Tasks to carry out –
A – Please copy the part of the Medicare fraud excerpt starting at "The author of" and ending at "September 8, 2015.".
B – Answer these questions using the Medicare fraud excerpt:
(i) How old is the doctor?
(ii) Which newspaper published the article the excerpt draws on?
(iii) What company was the doctor an employee and part-owner of?
C – Shorten the paragraph of the Medicare fraud excerpt that begins "The author of the article explains", keeping its main facts.

The 62-year-old pleaded guilty to Medicare fraud and now faces up to 10 years in prison. (That is probably not the way he envisioned spending the last few years of his career.)
The author of the article explains that the doctor was fearful that if he stopped providing the fake certifications, the referrals would stop. (Obviously, letting his fear spin out of control, he most likely thought his business would fail. Perhaps it was the doctor’s lifestyle that motivated him to continue the illegal scam.) Because of this criminal’s actions, Medicare paid more than $20 million for the fraudulent certifications. (That’s a lot of money that didn’t reach those who qualified to receive medical assistance.) There’s a good chance that this man’s worst fears have come to fruition now that he is facing a lengthy term behind bars.
Source: Today’s ”Fraud of the Day” is based on an article titled, ”Bloomingdale Doctor Pleads Guilty to Medicare Fraud,” published by The Chicago Sun-Times on September 8, 2015.
A northwest suburban doctor pleaded guilty in federal court Tuesday to a Medicare fraud scheme that caused losses to the program of at least $4 million.
Dr. Arthur Davida, 62, who was an employee and part-owner of Bloomingdale-based Home Care Physicians Inc., pleaded guilty to the health care fraud charge and faces up to 10 years in prison, according to a statement from the U.S. Attorney’s office.

Extracted information –
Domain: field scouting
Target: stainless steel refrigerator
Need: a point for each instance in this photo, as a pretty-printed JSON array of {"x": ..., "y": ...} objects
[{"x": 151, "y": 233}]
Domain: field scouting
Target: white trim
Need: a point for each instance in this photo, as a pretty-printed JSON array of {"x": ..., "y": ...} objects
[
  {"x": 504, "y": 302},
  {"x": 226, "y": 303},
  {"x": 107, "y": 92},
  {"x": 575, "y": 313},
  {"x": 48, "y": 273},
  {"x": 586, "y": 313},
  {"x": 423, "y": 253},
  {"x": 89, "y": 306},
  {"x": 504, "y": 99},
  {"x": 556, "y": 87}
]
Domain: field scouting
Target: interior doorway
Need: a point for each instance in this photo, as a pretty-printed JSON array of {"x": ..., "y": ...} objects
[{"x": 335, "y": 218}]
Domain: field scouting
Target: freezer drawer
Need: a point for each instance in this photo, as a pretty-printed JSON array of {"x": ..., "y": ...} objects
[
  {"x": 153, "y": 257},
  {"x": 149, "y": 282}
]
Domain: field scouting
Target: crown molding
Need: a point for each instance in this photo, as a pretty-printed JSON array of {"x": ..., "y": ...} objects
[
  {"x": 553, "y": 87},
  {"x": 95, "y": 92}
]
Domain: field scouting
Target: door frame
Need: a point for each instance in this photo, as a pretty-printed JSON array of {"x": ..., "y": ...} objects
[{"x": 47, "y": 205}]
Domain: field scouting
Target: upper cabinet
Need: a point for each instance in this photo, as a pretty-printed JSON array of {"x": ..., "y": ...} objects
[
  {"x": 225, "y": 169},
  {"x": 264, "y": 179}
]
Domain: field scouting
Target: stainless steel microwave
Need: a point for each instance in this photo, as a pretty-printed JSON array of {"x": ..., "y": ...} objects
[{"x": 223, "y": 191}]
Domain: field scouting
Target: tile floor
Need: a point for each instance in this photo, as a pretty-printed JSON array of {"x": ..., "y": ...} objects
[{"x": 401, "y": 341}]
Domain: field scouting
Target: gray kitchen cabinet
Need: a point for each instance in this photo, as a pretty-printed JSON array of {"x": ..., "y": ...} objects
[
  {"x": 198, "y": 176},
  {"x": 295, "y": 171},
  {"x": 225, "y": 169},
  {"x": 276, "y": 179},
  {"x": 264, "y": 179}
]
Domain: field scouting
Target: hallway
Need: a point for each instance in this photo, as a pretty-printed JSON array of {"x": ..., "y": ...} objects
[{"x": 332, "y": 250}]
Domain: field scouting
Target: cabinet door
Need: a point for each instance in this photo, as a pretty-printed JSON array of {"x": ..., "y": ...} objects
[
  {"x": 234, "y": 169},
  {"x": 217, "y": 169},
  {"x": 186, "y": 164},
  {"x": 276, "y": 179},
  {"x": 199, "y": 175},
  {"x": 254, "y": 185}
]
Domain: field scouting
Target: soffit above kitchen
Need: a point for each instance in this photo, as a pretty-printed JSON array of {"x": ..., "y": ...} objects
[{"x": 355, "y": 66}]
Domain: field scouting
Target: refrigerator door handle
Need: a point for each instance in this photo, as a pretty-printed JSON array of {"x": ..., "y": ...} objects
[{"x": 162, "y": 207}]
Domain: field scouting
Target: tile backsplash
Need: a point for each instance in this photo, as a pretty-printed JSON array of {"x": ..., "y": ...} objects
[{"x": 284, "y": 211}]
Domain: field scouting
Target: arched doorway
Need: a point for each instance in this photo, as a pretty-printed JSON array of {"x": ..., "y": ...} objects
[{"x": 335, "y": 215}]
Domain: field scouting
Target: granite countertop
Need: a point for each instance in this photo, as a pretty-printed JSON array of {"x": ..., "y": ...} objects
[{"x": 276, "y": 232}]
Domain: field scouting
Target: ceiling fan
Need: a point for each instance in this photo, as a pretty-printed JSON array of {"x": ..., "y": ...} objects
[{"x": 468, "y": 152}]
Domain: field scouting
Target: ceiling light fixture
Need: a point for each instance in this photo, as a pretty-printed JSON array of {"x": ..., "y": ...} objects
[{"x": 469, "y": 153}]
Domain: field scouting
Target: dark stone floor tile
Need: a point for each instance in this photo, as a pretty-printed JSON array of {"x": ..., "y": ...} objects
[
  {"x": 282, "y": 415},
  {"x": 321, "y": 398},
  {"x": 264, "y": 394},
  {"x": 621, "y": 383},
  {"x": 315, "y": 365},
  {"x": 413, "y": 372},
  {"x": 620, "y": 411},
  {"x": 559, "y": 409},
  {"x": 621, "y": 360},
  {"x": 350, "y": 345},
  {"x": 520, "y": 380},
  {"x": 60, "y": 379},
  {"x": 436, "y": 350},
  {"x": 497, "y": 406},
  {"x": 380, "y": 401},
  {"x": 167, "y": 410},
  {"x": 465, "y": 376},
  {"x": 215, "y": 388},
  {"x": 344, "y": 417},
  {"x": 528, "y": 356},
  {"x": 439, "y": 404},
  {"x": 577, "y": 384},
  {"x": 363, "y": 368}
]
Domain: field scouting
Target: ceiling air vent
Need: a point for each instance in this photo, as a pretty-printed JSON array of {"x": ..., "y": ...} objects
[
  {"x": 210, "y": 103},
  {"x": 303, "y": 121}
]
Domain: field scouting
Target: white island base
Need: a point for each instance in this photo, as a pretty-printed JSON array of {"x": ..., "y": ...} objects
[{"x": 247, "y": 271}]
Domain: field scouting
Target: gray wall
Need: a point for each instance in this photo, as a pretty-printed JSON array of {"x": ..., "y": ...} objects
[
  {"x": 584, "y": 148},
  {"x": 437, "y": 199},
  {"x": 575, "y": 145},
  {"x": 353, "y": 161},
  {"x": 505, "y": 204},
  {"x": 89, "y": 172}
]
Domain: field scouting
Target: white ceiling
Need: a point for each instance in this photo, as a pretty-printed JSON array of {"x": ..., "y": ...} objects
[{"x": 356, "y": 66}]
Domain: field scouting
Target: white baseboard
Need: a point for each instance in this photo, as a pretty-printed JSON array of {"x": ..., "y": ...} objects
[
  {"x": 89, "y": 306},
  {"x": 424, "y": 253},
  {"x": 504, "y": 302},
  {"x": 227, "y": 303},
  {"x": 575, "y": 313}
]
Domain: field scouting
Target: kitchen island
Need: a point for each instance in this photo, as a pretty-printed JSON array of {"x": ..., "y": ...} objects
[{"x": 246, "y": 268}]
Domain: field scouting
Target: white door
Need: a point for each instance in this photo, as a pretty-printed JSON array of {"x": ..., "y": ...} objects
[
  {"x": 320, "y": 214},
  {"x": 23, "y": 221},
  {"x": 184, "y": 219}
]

Task-by-task answers –
A –
The author of the article explains that the doctor was fearful that if he stopped providing the fake certifications, the referrals would stop. (Obviously, letting his fear spin out of control, he most likely thought his business would fail. Perhaps it was the doctor’s lifestyle that motivated him to continue the illegal scam.) Because of this criminal’s actions, Medicare paid more than $20 million for the fraudulent certifications. (That’s a lot of money that didn’t reach those who qualified to receive medical assistance.) There’s a good chance that this man’s worst fears have come to fruition now that he is facing a lengthy term behind bars.
Source: Today’s ”Fraud of the Day” is based on an article titled, ”Bloomingdale Doctor Pleads Guilty to Medicare Fraud,” published by The Chicago Sun-Times on September 8, 2015.

B –
(i) 62
(ii) The Chicago Sun-Times
(iii) Home Care Physicians Inc.

C – The doctor feared that his referrals would stop if he quit providing fake certifications. His actions led Medicare to pay more than $20 million for fraudulent certifications, money that didn't reach people who qualified for medical assistance. He now faces a lengthy prison term.